Start of TEXT EXCERPT
Mr. Shanks had served Greenwood as mayor and alderman.


(Often we hear of community names, such as Shanktown, which have disappeared with time.  It would have been interesting if a name plaque would have been staked and kept at each of those sites as historical markers. D. Z.)


Free Dance at Marty’s & Louie’s Tavern, formerly Fred Wallmuth’s Tavern, Saturday, July 16, located on the Hatfield Road and County Trunk J.


Free Dance every Saturday night at the Meadowview Tavern located 5 miles south of Neillsville on Highway 95.


Dance to the Music of Cal Leonard & His Orchestra Saturday, July 23 at the Lake Shore Pavilion, Hixton (Jackson Co.)


Lawrence Duchow & The Red Ravens Band; Thursday, July 28 at the Inwood Ballroom, Hatfield (Jackson Co.)


A Softball Game at Hatfield, Sunday, July 24, 2:30 p.m.; it’s the Hatfield Hellcats versus Wisconsin Rapids Hiawatha Bar.


Carl Eisemann has resigned as supervising principal of the Granton Public Schools.  He has accepted a position at Slinger.  Mr. Eisemann has been principal at Granton for three years.  In addition to his administrative and classroom service, he has made a splendid showing as a football coach.


Ted Lautenbach has entered upon his new duties as janitor of the school buildings.  He succeeds George Beaver, who resigned after a service of 18 years.


Upwards of 40 vehicles from the dim and almost forgotten past whipped through Neillsville Tuesday afternoon and evening, attracting more attention than automobiles have attracted here since they were called “horseless carriages.”


The cars were all of comparatively ancient vintage, some dating back to 1905, when there was some discussion whether the automobile was here to stay.


There were old Fords, White and Stanley Steamers (whose speed was recorded as untested and unknown in those days), Chevrolets, Buicks and several makes, which are little known today.


One old Ford, which stopped at a local service station to recharge a battery, had a 1915 body. But its insides were more youthful: it carried a V-8 motor. But the Steamers actually sputtered, belched, steamed and whirred softly.


The cars were on their way to Minneapolis, where they were to take part in the Aqua Centennial.  They came from Michigan, crossing the lake by ferry to Manitowoc, spending Sunday night in Stevens Point and proceeding to Eau Claire Monday. Three blocks in the downtown area of Eau Claire were roped off to accommodate the old cars overnight.


Men of the Service Company, 128th Infantry, returned to their homes last Saturday after the annual encampment at Camp McCoy. 


Among them were 24 men who had qualified as marksmen, sharpshooters or experts during the period.


The expert, on an M1 rifle is Charles Wasserburger. Sharpshooter ratings were won by Robert Gress and Charles Sydorowicz with the M1 rifle; and George Marek and Matt J. Gassen with the carbine.


Marksman ratings were won by Harlan Watenpuhl, Leo Kessler, Gerald Schoenherr, Charles Swenson, Duane Anding, Chester Diercks, Harris Dux, Wendell Elmhorst, Charles Havlicek, Richard Dodmead, Walter Helm, Wayne Sternitzky and James Vincent.  Similar ratings with the carbine were won by: Arvid Anderson, Arlo Scholtz, Thomas Jacobs, Marvin Garbisch, Donald Ayers and Roland Diercks.
End of TEXT EXCERPT
Start of MATERIAL SHOWN
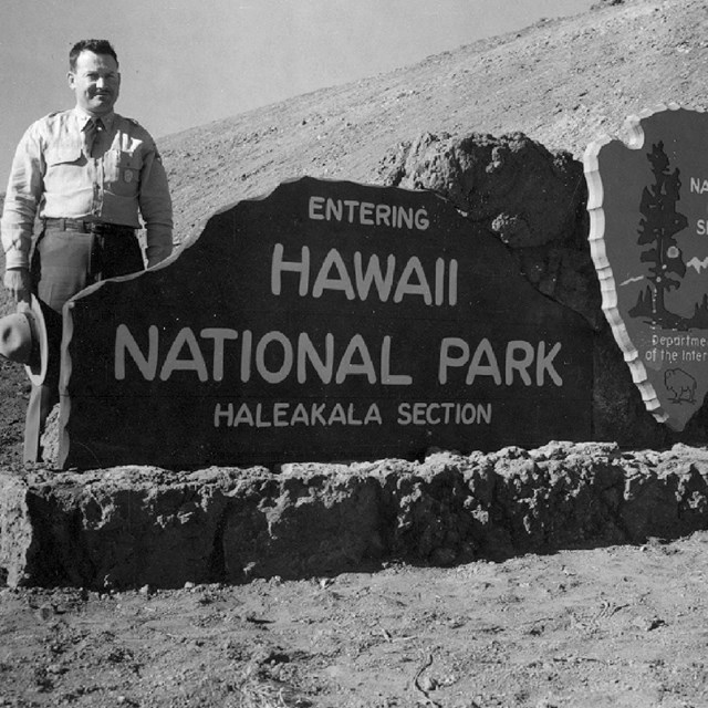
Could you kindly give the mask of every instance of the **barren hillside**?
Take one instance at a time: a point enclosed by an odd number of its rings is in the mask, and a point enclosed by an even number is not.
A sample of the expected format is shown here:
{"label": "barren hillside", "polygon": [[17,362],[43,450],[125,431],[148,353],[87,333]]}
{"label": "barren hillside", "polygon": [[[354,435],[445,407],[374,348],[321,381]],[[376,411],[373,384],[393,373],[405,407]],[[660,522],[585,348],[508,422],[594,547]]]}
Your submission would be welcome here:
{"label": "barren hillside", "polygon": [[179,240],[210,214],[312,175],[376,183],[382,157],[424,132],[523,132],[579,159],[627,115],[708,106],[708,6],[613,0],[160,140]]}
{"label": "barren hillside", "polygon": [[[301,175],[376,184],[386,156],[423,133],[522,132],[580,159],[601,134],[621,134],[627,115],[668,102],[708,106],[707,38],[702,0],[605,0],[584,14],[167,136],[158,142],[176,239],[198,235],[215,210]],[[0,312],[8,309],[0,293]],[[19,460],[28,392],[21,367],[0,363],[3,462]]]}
End of MATERIAL SHOWN
Start of MATERIAL SHOWN
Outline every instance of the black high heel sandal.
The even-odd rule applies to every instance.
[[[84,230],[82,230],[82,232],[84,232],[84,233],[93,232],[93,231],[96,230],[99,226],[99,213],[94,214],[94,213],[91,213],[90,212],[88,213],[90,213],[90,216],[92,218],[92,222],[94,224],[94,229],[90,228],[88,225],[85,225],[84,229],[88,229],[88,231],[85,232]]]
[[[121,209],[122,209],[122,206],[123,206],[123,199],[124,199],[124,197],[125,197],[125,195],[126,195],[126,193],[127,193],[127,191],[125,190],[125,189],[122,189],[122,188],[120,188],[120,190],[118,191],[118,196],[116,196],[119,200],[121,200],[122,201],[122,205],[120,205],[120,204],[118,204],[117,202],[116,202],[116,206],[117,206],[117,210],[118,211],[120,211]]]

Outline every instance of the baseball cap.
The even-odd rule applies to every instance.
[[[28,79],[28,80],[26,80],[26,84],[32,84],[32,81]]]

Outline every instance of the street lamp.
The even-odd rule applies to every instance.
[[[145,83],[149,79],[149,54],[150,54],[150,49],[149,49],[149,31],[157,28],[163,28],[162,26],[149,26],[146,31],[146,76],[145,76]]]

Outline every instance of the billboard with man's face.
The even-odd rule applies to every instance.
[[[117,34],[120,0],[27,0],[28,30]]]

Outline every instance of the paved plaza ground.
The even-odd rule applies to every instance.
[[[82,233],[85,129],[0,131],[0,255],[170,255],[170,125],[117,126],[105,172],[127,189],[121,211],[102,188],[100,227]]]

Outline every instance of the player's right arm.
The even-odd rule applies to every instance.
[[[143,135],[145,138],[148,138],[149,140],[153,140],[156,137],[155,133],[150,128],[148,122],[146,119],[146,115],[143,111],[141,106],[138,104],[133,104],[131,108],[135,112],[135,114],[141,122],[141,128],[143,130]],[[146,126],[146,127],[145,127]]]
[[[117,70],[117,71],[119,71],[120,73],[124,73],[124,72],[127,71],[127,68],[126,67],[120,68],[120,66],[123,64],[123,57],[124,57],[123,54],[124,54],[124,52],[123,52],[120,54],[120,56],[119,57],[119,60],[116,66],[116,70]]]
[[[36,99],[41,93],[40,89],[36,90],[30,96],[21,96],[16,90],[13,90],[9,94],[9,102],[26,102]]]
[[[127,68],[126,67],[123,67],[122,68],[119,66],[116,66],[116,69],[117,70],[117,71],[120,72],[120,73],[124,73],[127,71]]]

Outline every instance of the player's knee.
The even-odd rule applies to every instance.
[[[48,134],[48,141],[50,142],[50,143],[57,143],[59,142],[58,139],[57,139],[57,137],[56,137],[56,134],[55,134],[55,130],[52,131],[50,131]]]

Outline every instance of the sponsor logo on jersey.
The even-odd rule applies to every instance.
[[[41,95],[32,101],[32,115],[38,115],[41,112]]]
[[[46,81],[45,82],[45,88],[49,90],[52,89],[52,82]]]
End of MATERIAL SHOWN
→ PROBLEMS TO WORK ON:
[a] According to the news excerpt, how long had George Beaver served as school janitor before he resigned?
[b] From the news excerpt, return the passage that opens with the words containing "(Often we hear" and closes with "markers. D. Z.)", copied exactly.

→ ANSWERS TO THE TASKS:
[a] 18 years

[b]
(Often we hear of community names, such as Shanktown, which have disappeared with time.  It would have been interesting if a name plaque would have been staked and kept at each of those sites as historical markers. D. Z.)